• [What this task involves]
Each entry below is to be printed verbatim.

• [Items]
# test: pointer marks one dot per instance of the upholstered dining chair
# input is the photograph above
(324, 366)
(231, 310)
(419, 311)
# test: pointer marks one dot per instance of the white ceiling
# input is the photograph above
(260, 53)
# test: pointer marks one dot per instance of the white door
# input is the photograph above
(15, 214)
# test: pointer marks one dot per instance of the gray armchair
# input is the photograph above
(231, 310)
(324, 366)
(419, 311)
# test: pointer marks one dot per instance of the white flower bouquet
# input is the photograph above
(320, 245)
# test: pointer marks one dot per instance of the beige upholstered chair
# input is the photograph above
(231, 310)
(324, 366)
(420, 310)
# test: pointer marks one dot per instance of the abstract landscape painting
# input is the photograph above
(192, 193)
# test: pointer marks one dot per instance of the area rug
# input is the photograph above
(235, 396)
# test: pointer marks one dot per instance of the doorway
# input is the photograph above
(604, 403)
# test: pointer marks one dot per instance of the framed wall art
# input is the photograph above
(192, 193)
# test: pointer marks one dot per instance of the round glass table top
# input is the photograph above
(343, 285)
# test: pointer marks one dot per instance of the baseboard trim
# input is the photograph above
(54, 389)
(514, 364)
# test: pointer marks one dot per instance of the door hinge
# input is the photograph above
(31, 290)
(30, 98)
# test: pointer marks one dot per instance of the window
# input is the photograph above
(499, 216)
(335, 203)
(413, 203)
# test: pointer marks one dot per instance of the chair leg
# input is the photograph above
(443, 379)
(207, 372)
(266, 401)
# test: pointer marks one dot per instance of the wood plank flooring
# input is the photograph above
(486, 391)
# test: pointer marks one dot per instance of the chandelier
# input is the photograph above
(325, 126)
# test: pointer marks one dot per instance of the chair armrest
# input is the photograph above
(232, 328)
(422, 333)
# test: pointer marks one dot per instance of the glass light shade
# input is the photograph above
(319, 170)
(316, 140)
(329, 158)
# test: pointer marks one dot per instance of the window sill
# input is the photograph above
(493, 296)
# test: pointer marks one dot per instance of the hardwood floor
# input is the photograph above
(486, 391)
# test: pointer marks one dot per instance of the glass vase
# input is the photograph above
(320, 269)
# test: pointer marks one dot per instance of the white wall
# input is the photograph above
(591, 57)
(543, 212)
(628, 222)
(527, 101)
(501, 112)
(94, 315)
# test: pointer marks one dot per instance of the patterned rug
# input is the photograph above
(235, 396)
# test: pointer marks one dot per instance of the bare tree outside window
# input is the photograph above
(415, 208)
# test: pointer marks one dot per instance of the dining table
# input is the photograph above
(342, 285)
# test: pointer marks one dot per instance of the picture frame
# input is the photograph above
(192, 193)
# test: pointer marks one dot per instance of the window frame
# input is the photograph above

• [Correct output]
# test: pointer marks one dot per instance of the upholstered dining chair
# input is the photograph above
(324, 366)
(231, 310)
(419, 311)
# test: pointer marks one dot per instance of the white ceiling
# input is the photograph above
(260, 53)
# test: pointer marks one dot per instance of the white door
# input is the photograph above
(15, 214)
# test: pointer marks one dot per instance of the gray armchair
# input is the photograph above
(231, 310)
(324, 366)
(419, 311)
# test: pointer marks one dot per instance of the white flower bouquet
# input is the photograph above
(320, 245)
# test: pointer marks one dot per instance of the beige upholstered chair
# input is the photograph above
(231, 310)
(324, 366)
(420, 310)
# test: pointer marks one dot per instance of the abstract landscape painting
# input is the photograph above
(192, 193)
# test: pointer marks one dot per instance of the area rug
# input is the photograph above
(235, 396)
# test: pointer marks one dot per instance of the doorway
# input is the photograph above
(604, 403)
# test: pointer marks one dot per instance of the framed wall art
# input is the photograph above
(192, 193)
# test: pointer marks one dot per instance of the round glass table top
# input is the photograph above
(343, 285)
# test: pointer marks one dot per instance of the baseboard trim
# input is the photograph above
(54, 389)
(514, 364)
# test: pointer marks one dot per instance of the door hinge
# input is the photograph above
(31, 290)
(30, 98)
# test: pointer marks one dot per instance of the window
# input is the photograph above
(499, 216)
(335, 203)
(413, 203)
# test: pointer marks one dot per instance of the chair leg
# input is the photograph above
(443, 379)
(207, 372)
(266, 401)
# test: pointer marks one dot per instance of the wood plank flooring
# input is the photograph above
(486, 391)
# test: pointer marks one dot per instance of the chandelier
# input is the photograph above
(325, 126)
# test: pointer marks one dot per instance of the chair armrest
# input is the photograph above
(232, 328)
(422, 333)
# test: pointer marks one dot per instance of the glass light shade
# input is the photograph above
(319, 170)
(316, 140)
(329, 158)
# test: pointer marks one dot per instance of the window sill
# input is the photograph above
(493, 296)
# test: pointer marks one dot per instance of the hardwood floor
# input is the photograph above
(486, 391)
# test: pointer marks one dot per instance of the glass vase
# input is the photograph above
(320, 269)
# test: pointer marks one dot per instance of the white wall
# input is the photograph above
(591, 57)
(543, 212)
(628, 222)
(527, 101)
(501, 112)
(94, 315)
# test: pointer marks one dot per instance of the patterned rug
# input is the photograph above
(235, 396)
# test: pointer marks one dot per instance of the bare tree outside window
# input is the photograph above
(415, 208)
# test: pointer marks one dot per instance of the dining table
# input is the photograph above
(342, 285)
# test: pointer marks one dot per instance of the picture frame
# input is the photograph above
(192, 193)
# test: pointer marks one dot per instance of the window frame
# input is the photograph above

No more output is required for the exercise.